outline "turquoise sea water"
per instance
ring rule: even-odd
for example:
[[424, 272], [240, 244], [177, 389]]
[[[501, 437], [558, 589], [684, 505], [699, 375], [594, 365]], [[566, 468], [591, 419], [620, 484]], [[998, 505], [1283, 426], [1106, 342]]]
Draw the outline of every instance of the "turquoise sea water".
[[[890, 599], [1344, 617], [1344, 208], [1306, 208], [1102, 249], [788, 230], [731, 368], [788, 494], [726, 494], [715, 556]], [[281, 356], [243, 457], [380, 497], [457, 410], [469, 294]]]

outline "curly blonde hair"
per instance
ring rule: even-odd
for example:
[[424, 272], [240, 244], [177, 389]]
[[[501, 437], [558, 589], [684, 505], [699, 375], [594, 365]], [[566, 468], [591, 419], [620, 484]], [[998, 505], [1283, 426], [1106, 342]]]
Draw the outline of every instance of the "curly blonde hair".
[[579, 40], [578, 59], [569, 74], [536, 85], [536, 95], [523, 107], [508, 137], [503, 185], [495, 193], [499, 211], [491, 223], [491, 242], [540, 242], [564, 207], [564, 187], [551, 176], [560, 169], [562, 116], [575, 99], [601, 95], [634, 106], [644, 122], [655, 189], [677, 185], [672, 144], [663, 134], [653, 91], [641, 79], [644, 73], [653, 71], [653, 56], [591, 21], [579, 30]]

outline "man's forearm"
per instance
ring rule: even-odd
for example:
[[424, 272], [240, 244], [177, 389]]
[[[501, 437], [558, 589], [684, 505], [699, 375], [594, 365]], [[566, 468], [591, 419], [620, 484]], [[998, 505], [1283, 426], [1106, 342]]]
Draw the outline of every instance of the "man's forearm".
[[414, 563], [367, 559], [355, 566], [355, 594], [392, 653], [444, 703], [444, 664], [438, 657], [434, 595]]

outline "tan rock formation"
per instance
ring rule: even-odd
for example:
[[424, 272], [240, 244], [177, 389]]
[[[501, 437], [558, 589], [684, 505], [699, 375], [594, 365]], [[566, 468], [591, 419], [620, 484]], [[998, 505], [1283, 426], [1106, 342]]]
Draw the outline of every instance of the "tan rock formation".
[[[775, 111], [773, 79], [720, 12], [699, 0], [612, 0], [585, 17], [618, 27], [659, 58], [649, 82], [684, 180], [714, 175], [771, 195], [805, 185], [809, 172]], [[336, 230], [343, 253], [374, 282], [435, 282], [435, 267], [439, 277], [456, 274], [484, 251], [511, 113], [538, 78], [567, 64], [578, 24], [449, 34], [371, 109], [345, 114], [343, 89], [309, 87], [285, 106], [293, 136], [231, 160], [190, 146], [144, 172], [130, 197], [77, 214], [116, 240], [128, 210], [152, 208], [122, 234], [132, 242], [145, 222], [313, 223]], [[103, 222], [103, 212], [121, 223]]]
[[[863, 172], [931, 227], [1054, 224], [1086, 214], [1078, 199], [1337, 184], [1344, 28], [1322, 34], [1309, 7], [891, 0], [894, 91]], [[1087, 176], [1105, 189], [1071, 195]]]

==

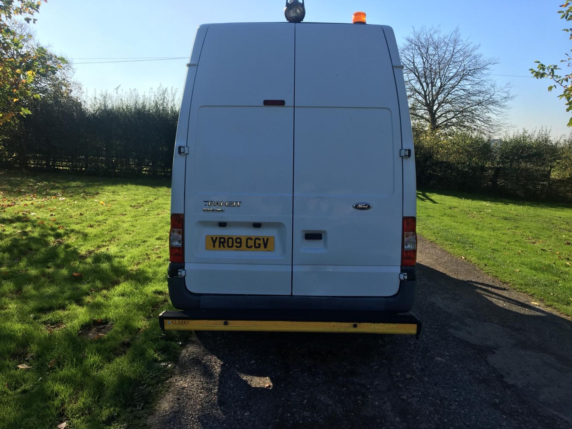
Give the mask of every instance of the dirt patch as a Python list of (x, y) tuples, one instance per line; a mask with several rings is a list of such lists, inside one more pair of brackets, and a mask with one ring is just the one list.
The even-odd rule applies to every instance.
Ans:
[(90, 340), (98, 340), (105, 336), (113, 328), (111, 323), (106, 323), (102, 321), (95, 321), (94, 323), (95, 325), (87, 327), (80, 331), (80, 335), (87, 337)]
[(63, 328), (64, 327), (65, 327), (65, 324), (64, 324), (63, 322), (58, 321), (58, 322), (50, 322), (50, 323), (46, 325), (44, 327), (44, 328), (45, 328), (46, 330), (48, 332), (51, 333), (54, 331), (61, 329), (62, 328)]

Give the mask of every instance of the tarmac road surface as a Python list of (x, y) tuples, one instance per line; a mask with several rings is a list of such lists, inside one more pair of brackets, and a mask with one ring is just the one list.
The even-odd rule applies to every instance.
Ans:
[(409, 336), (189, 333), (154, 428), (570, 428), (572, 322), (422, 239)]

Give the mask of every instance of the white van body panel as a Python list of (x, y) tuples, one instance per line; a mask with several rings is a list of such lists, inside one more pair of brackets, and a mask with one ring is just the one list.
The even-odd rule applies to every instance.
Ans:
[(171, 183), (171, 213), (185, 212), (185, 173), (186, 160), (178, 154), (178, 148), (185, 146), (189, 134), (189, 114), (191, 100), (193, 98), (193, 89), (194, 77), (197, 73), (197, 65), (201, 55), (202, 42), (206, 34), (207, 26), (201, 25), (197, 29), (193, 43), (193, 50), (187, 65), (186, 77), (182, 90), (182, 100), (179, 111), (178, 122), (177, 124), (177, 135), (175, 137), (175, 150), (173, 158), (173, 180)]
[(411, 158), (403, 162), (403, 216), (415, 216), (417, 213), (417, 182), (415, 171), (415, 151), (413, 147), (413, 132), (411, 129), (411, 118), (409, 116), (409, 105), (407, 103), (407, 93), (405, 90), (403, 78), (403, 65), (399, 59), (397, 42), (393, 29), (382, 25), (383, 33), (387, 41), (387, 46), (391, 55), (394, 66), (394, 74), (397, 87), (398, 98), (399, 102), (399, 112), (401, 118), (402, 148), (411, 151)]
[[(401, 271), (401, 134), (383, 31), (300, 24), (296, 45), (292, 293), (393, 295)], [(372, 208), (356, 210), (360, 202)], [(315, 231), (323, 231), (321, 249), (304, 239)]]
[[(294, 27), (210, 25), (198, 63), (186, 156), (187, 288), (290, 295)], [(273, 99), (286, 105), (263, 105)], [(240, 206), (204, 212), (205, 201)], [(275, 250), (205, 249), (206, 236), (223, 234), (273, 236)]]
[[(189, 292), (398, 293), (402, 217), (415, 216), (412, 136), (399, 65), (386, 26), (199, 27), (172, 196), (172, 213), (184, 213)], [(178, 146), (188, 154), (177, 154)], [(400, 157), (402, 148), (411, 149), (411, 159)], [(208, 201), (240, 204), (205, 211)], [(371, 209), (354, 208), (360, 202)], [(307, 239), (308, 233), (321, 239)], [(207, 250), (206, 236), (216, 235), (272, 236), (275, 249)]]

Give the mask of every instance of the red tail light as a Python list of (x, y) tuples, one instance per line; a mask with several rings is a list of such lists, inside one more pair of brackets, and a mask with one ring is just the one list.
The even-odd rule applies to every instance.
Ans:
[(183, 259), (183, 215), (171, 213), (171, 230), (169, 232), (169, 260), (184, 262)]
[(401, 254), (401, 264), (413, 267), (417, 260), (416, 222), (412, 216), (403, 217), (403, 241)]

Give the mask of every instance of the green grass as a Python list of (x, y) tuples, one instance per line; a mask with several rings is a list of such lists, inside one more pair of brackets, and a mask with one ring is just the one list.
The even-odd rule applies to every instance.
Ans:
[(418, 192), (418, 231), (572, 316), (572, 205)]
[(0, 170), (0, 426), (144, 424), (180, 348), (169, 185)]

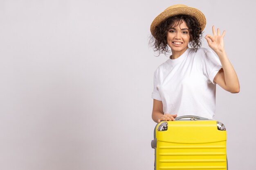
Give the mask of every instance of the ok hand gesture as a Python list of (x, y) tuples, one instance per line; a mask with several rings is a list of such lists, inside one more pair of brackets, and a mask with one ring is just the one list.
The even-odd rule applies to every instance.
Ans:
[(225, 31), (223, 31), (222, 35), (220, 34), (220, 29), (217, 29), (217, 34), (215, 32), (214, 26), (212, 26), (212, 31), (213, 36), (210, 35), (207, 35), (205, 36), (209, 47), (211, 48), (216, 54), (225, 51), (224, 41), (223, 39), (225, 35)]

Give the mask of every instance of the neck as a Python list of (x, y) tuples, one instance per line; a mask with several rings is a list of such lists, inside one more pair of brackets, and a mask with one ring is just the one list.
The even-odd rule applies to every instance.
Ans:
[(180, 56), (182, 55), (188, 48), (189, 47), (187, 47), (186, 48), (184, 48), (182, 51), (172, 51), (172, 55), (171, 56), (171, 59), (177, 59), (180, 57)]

= YOUR GOAL =
Please find each line in the listing above that contains the word "forearm" and copy those lines out in full.

= WRITTEN ANSWER =
outline "man's forearm"
Draw the outline of every instance of the "man's forearm".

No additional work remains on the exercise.